> [TASK INSTRUCTIONS]: Write out the neural network notebook word for word, starting at the words "# Delete fullVisitor" and stopping after "float(np.sum(y_train > 0)/len(y_train))))".

> [TEXT]:
----------------------------------------
# Neural Network Experimentation

__Note: since there is no predefined RMSE loss function in Keras, this notebooks optimizes the MSE only__

In [None]:
import sys
sys.path.append("..")

import numpy as np
import pandas as pd

from nn_predictors import MultiLayerPerceptron
import keras

x_train = pd.read_pickle("../data/x_train.pkl") 
y_train = pd.read_pickle("../data/y_train.pkl") 
x_test = pd.read_pickle("../data/x_test.pkl")

# fill NaNs
x_train.fillna(0, inplace=True)
y_train.fillna(0, inplace=True)
x_test.fillna(0, inplace=True)

# Save the dataset ids
id_x_train =  x_train['fullVisitorId']
id_y_train = y_train['fullVisitorId']
id_x_test = x_test['fullVisitorId']

# Delete fullVisitor ID -> probably we want to leave it as a OHE feature
del x_train['fullVisitorId']
del y_train['fullVisitorId']
del x_test['fullVisitorId']

### Data Preparation
Some final preparations:
- drop some columns
- log transform revenue features and the target revenue
- normalize the other features

In [None]:
print("People who buy: {} out of {} (proportion: {})"
      .format(int(np.sum(y_train > 0)), int(len(y_train)), float(np.sum(y_train > 0)/len(y_train))))

to_drop = ['category__other category', 'category__0']
x_train.drop(labels=to_drop, axis=1, inplace=True)
x_test.drop(labels=to_drop, axis=1, inplace=True)

for col in x_train.columns:
    if "transactionRevenue" in col:
        x_train[col] = np.log(x_train[col] + 1)
        x_test[col] = np.log(x_test[col] + 1)
    else:
        x_train[col] / (x_train[col].max() + 1e-6)
        x_test[col] / (x_train[col].max() + 1e-6)

y_train = np.log(y_train + 1)
assert (x_train.columns == x_test.columns).all()

### Simple train and evaluate

The MLP class can be used to fit a single model and predict / evaluate it. Works mostly like you would expect. Note that it takes a dictionary for the hyperparameter values.

In [None]:
mlp = MultiLayerPerceptron(x_train, y_train, loss='mean_squared_error', nfolds=3, prediction_type="regression")

params = {'learning_rate': 0.0001,
          'lr_decay': 0.0,
          'dropout_rate': 0.1,
          'neurons': 32,
          'hidden_layers': 4,
          'batch_size': 64,
          'epochs': 10,
          'activation': 1,
          'optimizer': 1
          }

mlp.fit(params, stratified_batches=True)
loss = mlp.evaluate(x_train, y_train)
print("Evaluation loss: {}".format(loss))
----------------------------------------
> [GIVEN INFORMATION]:
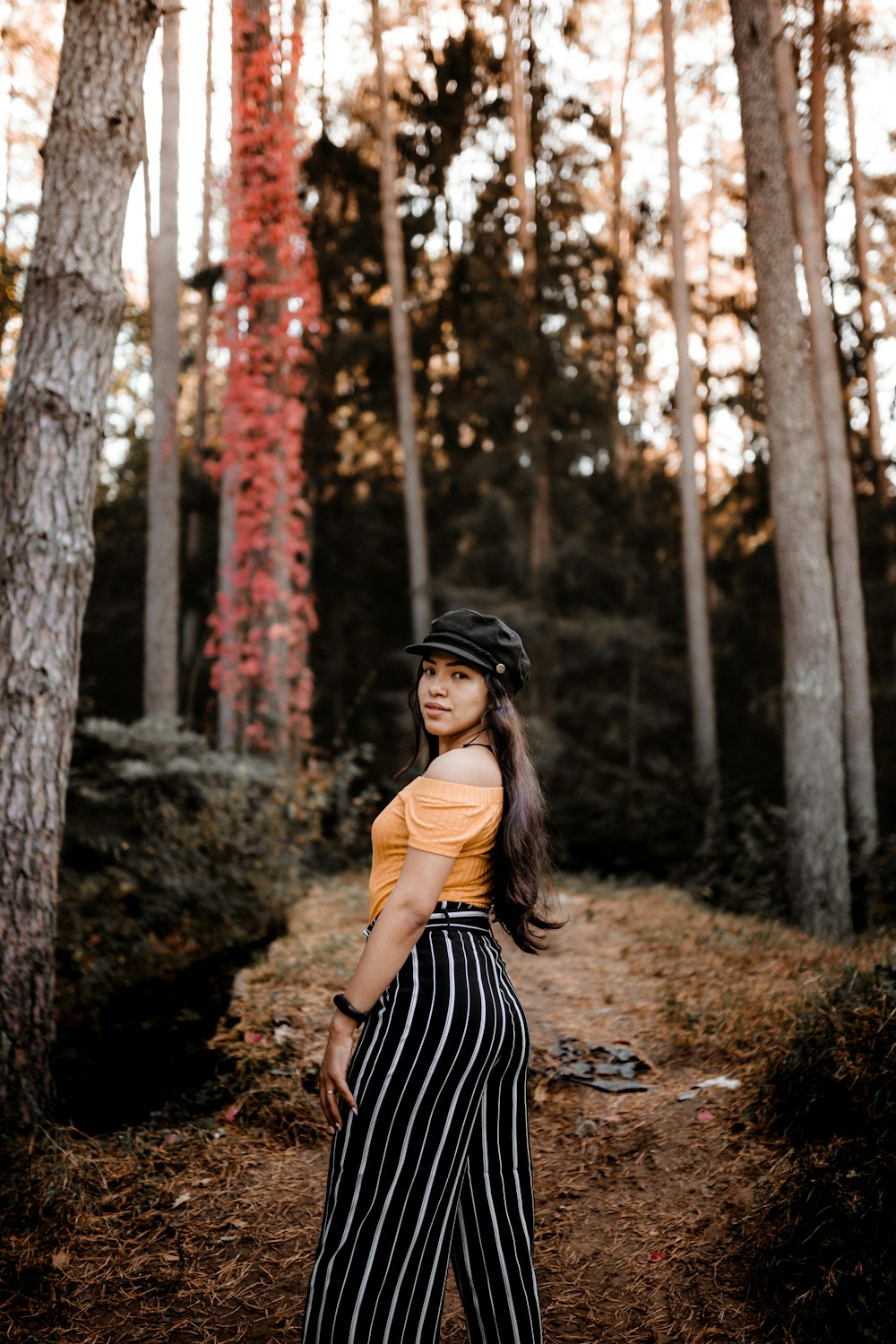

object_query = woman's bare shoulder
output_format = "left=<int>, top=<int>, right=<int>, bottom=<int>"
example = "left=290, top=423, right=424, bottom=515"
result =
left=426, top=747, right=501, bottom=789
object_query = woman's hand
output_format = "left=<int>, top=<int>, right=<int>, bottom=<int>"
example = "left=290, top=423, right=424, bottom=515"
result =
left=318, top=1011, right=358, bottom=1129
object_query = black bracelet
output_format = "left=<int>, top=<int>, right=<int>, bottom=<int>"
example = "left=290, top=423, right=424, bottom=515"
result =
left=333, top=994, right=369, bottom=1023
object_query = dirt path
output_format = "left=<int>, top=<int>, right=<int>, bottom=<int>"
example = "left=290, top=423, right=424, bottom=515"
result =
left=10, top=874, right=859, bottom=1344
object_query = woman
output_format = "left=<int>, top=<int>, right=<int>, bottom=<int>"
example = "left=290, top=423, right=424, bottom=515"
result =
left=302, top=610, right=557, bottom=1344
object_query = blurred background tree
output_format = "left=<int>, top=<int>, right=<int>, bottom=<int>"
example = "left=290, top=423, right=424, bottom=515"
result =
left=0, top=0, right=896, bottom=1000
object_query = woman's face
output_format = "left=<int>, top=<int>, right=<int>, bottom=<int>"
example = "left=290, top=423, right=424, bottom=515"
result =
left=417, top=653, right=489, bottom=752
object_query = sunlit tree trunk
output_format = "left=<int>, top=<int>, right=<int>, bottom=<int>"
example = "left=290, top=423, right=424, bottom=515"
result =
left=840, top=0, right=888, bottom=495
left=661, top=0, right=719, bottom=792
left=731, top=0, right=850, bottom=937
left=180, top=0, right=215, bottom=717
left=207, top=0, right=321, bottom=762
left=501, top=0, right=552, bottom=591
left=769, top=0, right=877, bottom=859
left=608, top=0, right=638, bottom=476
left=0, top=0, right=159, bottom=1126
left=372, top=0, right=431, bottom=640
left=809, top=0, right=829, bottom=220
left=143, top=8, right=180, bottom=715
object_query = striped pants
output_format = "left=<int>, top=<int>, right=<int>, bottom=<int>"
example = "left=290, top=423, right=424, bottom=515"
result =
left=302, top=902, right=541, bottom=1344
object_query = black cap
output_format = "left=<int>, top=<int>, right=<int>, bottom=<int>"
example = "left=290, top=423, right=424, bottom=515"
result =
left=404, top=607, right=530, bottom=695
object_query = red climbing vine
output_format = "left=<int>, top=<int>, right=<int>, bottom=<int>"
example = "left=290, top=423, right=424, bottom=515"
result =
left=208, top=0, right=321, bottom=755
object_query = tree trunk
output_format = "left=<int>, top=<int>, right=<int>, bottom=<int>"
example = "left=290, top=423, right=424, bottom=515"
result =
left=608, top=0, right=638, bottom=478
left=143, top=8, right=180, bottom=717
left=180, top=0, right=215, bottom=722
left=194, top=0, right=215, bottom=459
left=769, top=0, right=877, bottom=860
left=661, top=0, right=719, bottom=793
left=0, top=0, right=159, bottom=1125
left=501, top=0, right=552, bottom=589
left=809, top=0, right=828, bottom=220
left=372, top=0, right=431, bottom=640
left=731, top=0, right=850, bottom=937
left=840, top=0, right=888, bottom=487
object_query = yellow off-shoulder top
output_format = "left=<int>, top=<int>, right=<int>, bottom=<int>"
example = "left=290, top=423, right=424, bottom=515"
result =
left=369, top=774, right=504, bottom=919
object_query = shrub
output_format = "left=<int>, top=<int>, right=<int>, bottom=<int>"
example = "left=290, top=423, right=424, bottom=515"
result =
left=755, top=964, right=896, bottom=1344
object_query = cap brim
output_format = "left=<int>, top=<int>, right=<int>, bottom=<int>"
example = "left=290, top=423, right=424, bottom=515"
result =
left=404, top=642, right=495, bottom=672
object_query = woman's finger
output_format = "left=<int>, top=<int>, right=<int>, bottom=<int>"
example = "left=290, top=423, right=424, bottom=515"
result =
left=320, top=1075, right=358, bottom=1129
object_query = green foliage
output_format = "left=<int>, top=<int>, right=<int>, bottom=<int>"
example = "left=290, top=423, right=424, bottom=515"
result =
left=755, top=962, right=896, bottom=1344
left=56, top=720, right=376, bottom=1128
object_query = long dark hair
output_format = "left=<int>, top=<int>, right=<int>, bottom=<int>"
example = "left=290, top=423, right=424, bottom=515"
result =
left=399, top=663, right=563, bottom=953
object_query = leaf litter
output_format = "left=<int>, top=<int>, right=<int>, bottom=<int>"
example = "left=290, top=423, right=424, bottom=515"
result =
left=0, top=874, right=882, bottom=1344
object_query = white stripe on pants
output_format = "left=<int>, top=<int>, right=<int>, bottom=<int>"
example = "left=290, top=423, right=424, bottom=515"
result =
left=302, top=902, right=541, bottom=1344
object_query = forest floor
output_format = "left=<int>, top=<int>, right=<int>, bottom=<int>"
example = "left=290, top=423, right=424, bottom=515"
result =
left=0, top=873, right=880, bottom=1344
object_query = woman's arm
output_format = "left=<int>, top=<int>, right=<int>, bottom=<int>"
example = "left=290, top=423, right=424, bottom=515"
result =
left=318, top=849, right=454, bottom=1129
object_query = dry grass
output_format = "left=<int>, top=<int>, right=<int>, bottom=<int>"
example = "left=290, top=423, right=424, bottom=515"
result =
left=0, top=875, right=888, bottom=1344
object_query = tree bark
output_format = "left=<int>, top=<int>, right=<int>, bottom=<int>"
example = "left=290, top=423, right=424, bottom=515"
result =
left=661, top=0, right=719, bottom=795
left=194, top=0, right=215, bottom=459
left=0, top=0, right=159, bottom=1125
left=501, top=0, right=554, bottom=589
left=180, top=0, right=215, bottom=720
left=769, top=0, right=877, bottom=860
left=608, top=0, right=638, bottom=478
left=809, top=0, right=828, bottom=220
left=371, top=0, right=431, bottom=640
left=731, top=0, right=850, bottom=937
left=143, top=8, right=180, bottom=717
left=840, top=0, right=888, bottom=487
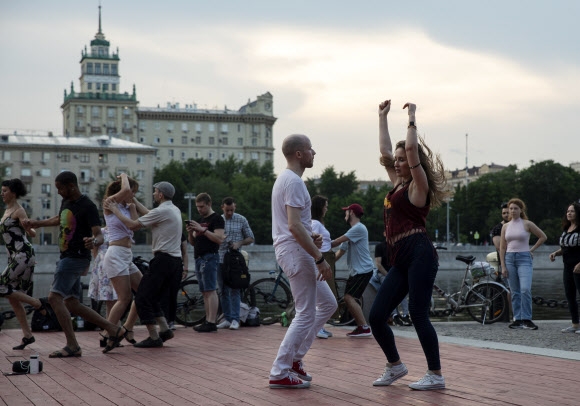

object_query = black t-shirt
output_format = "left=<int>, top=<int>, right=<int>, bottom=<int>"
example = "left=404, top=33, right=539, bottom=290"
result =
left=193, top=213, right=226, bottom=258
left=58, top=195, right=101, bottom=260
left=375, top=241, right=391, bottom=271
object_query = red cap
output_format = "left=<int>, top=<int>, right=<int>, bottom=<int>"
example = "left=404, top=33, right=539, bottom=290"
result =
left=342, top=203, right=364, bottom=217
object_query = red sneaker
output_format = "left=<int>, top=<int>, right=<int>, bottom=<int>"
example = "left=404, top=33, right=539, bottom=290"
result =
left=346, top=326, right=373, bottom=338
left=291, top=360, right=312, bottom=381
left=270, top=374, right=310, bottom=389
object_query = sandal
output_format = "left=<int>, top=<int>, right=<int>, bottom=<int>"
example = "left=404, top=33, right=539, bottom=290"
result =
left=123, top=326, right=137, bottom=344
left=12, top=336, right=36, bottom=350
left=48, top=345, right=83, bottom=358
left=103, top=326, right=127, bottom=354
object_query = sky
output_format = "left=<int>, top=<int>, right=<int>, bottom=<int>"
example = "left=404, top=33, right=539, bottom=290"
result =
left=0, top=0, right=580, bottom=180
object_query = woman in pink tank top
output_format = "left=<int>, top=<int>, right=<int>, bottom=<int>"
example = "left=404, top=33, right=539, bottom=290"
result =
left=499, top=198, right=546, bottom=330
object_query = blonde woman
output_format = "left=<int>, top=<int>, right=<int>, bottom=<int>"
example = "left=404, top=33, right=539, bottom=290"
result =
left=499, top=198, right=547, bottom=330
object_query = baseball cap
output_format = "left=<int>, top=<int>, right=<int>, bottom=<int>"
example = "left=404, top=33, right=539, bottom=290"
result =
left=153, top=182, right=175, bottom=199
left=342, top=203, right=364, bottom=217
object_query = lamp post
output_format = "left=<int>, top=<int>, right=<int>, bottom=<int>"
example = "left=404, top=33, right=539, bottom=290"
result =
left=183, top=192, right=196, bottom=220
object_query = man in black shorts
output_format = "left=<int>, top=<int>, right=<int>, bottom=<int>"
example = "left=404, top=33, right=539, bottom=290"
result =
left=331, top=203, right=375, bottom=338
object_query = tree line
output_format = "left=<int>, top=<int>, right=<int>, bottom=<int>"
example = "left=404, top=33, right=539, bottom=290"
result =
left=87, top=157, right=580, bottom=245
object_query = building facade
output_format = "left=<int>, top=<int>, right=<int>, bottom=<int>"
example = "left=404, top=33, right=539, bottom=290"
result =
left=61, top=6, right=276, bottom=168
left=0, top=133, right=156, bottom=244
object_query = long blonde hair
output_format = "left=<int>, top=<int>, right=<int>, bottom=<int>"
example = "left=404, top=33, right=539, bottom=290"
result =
----------------------------------------
> [TASK RESULT]:
# Delete fullVisitor ID -> probably we want to leave it as a OHE feature
del x_train['fullVisitorId']
del y_train['fullVisitorId']
del x_test['fullVisitorId']

### Data Preparation
Some final preparations:
- drop some columns
- log transform revenue features and the target revenue
- normalize the other features

In [None]:
print("People who buy: {} out of {} (proportion: {})"
      .format(int(np.sum(y_train > 0)), int(len(y_train)), float(np.sum(y_train > 0)/len(y_train))))